**What is being asked:**
Render the lines below, from the line containing "Detect every small green leaf visible here." through the line containing "[0,119,34,231]", as a Markdown table with two columns, No. and Line. Number each line in sequence and omit any blank lines.

Region labeling records
* begin *

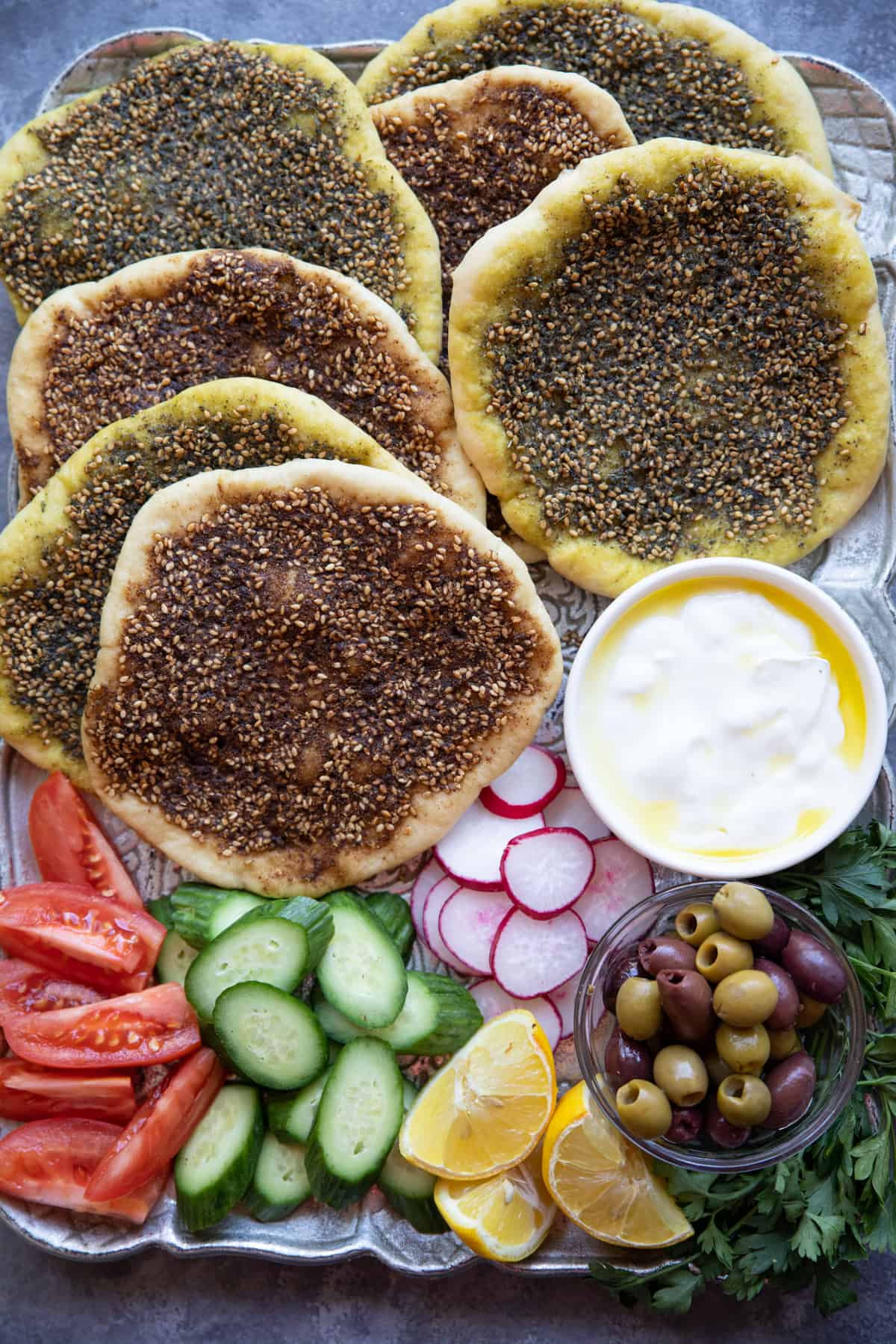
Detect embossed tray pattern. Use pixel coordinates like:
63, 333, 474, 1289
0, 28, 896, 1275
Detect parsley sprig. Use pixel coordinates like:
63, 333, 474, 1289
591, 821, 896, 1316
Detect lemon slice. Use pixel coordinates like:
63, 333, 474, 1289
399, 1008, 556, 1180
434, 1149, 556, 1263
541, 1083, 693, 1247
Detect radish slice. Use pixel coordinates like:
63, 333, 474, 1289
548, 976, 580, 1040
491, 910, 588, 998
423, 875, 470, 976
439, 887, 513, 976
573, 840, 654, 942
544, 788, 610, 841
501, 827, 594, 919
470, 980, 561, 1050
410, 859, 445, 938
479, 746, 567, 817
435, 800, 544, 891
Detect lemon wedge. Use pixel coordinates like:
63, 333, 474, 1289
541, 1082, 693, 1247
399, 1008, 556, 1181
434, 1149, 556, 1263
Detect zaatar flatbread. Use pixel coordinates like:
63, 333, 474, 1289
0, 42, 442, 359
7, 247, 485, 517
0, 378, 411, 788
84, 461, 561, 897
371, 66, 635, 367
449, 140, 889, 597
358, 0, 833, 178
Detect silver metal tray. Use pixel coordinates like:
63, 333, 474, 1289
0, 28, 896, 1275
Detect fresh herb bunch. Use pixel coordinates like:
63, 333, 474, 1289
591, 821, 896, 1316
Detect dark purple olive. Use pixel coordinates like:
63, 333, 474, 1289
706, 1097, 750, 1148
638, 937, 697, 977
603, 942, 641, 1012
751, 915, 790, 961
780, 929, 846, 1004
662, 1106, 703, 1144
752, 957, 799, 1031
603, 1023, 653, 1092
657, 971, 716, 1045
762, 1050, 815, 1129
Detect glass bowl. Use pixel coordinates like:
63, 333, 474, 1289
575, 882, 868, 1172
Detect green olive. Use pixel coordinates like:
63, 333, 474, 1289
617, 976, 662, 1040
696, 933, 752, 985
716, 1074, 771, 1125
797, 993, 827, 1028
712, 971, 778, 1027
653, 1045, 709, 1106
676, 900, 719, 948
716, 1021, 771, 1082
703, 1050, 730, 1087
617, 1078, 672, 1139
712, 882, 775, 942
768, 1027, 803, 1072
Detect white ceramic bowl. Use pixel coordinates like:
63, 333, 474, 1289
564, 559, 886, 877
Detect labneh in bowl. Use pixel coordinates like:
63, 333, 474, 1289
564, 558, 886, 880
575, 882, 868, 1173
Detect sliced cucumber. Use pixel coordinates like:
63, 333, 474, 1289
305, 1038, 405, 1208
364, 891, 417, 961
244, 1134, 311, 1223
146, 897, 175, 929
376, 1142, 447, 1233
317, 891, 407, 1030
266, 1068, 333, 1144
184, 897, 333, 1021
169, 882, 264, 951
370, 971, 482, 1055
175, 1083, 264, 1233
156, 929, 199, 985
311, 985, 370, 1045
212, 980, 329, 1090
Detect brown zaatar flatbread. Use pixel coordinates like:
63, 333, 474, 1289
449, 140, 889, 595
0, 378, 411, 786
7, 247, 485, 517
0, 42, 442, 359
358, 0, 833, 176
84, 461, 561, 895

* end *
* begin *

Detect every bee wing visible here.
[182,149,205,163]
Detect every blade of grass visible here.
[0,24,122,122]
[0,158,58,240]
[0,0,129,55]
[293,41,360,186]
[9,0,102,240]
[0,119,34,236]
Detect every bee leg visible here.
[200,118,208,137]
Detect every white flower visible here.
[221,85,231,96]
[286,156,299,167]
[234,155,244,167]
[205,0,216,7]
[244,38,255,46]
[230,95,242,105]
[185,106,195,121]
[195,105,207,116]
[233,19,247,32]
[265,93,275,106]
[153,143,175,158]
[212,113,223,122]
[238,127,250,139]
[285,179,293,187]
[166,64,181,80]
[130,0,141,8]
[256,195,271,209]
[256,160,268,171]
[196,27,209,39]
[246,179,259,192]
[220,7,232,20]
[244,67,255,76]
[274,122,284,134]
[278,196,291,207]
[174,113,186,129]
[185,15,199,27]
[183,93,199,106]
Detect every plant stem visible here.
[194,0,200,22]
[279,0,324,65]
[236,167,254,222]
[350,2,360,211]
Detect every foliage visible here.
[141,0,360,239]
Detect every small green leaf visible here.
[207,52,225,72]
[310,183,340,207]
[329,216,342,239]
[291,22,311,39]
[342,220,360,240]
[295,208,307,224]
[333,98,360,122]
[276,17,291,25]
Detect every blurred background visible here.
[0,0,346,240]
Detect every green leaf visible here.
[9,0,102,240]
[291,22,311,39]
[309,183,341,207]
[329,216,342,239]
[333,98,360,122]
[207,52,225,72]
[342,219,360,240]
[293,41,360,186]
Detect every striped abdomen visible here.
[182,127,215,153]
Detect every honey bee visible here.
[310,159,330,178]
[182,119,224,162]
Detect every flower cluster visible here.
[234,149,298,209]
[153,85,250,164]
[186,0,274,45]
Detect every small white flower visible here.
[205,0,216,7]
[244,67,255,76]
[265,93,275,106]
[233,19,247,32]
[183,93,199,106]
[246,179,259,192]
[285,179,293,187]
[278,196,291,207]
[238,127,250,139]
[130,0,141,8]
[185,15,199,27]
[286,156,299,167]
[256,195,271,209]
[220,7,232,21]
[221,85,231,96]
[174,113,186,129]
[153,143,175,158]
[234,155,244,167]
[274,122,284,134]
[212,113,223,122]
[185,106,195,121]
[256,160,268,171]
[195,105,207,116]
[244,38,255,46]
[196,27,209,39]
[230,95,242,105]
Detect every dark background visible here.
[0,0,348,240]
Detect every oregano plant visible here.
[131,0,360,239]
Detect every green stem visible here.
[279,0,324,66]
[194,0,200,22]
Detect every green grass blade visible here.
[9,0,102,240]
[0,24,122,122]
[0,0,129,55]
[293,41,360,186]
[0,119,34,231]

* end *

**Answer to this task:**
| No. | Line |
|---|---|
| 1 | Detect every small green leaf visible here. |
| 2 | [207,52,225,72] |
| 3 | [310,183,340,207] |
| 4 | [329,216,342,239] |
| 5 | [291,22,311,39] |
| 6 | [342,220,360,240] |
| 7 | [295,208,307,224] |
| 8 | [333,98,360,122] |
| 9 | [276,17,291,25] |
| 10 | Detect every blurred background visible here. |
| 11 | [0,0,346,240] |
| 12 | Detect every green leaf visible here. |
| 13 | [9,0,102,240] |
| 14 | [291,22,311,39] |
| 15 | [309,183,341,207] |
| 16 | [329,216,342,239] |
| 17 | [333,98,360,122] |
| 18 | [207,52,225,72] |
| 19 | [342,219,360,240] |
| 20 | [293,41,360,186] |
| 21 | Detect every striped abdomen visible here. |
| 22 | [182,127,215,153] |
| 23 | Detect every honey bee visible here. |
| 24 | [310,159,330,178] |
| 25 | [182,119,224,162] |
| 26 | Detect every flower cluster visible here. |
| 27 | [234,149,298,209] |
| 28 | [153,85,250,164] |
| 29 | [186,0,274,45] |
| 30 | Detect every small white flower visible here. |
| 31 | [205,0,216,7] |
| 32 | [244,67,255,76] |
| 33 | [265,93,275,106] |
| 34 | [233,19,247,32] |
| 35 | [183,93,199,106] |
| 36 | [246,179,259,192] |
| 37 | [285,179,293,187] |
| 38 | [278,196,291,207] |
| 39 | [238,127,250,139] |
| 40 | [130,0,141,8] |
| 41 | [185,15,199,27] |
| 42 | [286,156,299,167] |
| 43 | [256,195,271,209] |
| 44 | [220,7,232,21] |
| 45 | [221,85,231,96] |
| 46 | [174,113,186,129] |
| 47 | [153,143,175,158] |
| 48 | [234,155,244,167] |
| 49 | [274,122,284,134] |
| 50 | [212,113,223,122] |
| 51 | [185,106,195,121] |
| 52 | [256,160,268,171] |
| 53 | [195,105,207,116] |
| 54 | [244,38,255,46] |
| 55 | [196,27,209,39] |
| 56 | [230,95,242,105] |
| 57 | Detect every dark background visible here. |
| 58 | [0,0,348,240] |
| 59 | Detect every oregano plant visible here. |
| 60 | [131,0,360,239] |
| 61 | Detect every green stem visible here. |
| 62 | [279,0,324,66] |
| 63 | [194,0,200,22] |
| 64 | Detect every green grass blade visible here. |
| 65 | [9,0,102,240] |
| 66 | [0,24,122,122] |
| 67 | [0,0,129,55] |
| 68 | [293,41,360,186] |
| 69 | [0,119,34,231] |